### The task
Can you write out every line of the items from the line containing "Locate every instance of the blackboard wooden" through the end of the items, keeping the wording lines unchanged and adding 146 to each coordinate value?

>> BEGIN Input

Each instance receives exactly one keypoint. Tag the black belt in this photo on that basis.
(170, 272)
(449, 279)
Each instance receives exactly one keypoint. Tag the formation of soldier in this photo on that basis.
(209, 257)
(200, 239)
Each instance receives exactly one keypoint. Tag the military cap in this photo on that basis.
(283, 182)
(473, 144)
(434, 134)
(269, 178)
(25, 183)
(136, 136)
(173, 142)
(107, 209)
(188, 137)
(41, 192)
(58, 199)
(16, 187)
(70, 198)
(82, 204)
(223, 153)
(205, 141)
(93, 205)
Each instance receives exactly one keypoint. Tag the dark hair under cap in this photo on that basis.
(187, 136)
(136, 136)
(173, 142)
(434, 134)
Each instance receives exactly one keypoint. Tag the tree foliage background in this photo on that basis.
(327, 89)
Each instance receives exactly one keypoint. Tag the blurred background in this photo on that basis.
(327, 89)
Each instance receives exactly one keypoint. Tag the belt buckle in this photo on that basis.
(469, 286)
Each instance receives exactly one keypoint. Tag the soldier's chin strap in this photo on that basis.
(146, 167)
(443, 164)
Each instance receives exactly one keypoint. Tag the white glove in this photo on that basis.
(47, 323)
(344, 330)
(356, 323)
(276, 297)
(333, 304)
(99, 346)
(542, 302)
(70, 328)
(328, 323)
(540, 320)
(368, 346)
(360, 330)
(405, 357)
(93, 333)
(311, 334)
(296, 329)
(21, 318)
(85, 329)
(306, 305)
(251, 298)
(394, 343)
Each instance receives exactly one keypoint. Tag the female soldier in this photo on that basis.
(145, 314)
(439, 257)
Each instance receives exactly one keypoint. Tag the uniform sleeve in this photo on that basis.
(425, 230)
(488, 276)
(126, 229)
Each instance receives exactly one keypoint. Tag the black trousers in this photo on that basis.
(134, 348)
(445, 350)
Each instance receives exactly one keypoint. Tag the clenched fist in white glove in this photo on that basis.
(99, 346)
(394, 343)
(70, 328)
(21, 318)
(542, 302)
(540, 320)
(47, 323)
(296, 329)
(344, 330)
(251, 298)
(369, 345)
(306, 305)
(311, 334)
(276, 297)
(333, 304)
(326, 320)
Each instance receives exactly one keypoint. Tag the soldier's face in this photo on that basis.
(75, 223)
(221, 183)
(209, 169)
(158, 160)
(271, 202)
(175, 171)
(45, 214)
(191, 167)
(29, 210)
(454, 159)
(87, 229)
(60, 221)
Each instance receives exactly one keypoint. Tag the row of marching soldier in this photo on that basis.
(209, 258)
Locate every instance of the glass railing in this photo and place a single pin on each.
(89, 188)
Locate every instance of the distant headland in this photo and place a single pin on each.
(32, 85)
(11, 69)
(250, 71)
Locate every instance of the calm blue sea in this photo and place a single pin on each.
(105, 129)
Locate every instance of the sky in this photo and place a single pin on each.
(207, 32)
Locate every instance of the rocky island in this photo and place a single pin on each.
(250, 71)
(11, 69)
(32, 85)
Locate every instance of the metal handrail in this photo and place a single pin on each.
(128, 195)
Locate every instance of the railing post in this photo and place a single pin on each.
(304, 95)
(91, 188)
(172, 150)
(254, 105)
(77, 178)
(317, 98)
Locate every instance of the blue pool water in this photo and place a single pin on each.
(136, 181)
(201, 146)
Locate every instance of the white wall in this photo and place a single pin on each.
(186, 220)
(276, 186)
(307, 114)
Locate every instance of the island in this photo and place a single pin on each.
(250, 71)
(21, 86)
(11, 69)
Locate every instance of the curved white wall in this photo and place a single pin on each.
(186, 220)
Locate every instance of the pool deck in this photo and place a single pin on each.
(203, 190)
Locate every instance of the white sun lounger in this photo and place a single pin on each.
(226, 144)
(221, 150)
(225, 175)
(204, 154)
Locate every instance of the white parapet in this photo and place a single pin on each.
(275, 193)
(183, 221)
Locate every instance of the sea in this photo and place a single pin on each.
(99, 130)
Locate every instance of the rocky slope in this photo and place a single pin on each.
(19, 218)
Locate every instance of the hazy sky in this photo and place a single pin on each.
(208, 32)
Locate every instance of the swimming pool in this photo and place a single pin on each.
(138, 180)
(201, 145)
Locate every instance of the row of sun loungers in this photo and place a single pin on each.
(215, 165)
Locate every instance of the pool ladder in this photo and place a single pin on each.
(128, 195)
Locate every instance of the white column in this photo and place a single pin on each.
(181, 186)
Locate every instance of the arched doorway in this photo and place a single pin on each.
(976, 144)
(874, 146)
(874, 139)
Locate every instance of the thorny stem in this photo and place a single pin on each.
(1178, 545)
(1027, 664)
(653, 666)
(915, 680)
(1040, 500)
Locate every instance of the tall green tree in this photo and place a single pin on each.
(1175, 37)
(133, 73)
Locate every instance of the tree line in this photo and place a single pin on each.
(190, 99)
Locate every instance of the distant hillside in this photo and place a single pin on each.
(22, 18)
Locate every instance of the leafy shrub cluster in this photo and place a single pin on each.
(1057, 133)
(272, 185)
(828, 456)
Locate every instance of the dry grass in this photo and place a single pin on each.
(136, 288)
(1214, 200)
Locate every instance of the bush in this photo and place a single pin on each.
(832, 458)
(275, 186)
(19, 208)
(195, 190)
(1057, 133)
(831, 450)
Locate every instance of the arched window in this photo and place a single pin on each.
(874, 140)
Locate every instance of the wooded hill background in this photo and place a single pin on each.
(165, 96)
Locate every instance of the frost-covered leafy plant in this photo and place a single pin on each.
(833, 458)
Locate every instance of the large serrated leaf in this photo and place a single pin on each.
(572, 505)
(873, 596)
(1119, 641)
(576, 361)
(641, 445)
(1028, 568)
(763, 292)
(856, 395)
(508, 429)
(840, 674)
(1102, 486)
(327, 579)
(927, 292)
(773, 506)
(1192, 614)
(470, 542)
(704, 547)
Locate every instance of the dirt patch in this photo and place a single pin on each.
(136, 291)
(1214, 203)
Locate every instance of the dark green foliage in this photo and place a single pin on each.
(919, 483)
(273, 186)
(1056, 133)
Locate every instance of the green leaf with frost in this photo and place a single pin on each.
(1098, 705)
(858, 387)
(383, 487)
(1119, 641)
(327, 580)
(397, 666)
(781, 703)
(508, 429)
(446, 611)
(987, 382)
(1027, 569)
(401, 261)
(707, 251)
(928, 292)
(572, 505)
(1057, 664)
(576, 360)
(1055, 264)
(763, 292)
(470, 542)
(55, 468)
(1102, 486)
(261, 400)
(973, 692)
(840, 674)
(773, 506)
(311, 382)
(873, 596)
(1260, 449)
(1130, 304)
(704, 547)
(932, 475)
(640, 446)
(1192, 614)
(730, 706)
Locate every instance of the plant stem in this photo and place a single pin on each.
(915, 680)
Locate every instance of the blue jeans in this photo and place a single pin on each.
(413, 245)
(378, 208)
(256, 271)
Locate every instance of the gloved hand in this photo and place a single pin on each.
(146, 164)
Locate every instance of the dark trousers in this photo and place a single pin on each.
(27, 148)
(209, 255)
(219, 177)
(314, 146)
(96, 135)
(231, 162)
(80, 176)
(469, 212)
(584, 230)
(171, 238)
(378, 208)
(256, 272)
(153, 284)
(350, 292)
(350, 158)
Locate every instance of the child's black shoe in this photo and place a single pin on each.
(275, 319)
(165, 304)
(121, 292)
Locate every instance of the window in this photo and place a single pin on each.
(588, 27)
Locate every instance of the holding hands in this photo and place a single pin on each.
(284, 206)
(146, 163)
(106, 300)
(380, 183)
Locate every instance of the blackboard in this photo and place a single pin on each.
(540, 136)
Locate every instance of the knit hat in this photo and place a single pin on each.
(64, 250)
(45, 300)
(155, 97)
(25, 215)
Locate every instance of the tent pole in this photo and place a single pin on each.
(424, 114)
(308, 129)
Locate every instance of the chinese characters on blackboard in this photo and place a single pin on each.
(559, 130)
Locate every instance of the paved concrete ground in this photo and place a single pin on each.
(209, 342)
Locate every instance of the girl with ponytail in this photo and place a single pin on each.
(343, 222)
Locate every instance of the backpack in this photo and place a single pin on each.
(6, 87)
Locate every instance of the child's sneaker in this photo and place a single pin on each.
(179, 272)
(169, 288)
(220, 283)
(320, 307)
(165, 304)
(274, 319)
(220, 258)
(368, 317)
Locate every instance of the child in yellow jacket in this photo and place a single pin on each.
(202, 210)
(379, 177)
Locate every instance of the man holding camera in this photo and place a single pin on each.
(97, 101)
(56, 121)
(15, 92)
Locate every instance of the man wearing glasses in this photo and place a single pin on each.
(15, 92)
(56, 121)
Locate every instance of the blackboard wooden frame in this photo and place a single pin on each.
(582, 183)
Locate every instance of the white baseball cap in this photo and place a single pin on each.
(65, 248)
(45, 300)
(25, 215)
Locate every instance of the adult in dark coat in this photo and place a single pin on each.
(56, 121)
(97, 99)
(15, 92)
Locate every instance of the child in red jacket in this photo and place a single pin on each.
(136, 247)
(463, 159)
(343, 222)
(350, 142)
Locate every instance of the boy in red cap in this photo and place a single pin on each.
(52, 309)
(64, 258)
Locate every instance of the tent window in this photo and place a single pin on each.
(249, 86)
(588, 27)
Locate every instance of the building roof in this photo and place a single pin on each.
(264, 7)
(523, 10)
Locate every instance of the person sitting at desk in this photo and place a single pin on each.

>> END Input

### Solution for this task
Locate every instance of the blackboard wooden frame in this photo and place a single pin on each.
(728, 329)
Locate every instance of the white baseball cap in this photo and place a single pin on each.
(211, 394)
(191, 446)
(171, 361)
Locate every instance of the adult in dark coat in this photo and place a single pin on each.
(202, 267)
(243, 245)
(161, 238)
Locate every instance of the child in red jacket in this photo and place a single pin on each.
(282, 393)
(609, 305)
(489, 368)
(496, 288)
Locate every instance of the boy in red cap in this photo and place a single pin on each.
(198, 455)
(210, 404)
Locate every instance of the tent window in this photo and place a single pin on each.
(395, 232)
(734, 173)
Locate every instance of the building roof in this photo and place a single pin on each.
(410, 153)
(669, 156)
Locate every instance of the person sitting at desk in this photo and place a single pin on each.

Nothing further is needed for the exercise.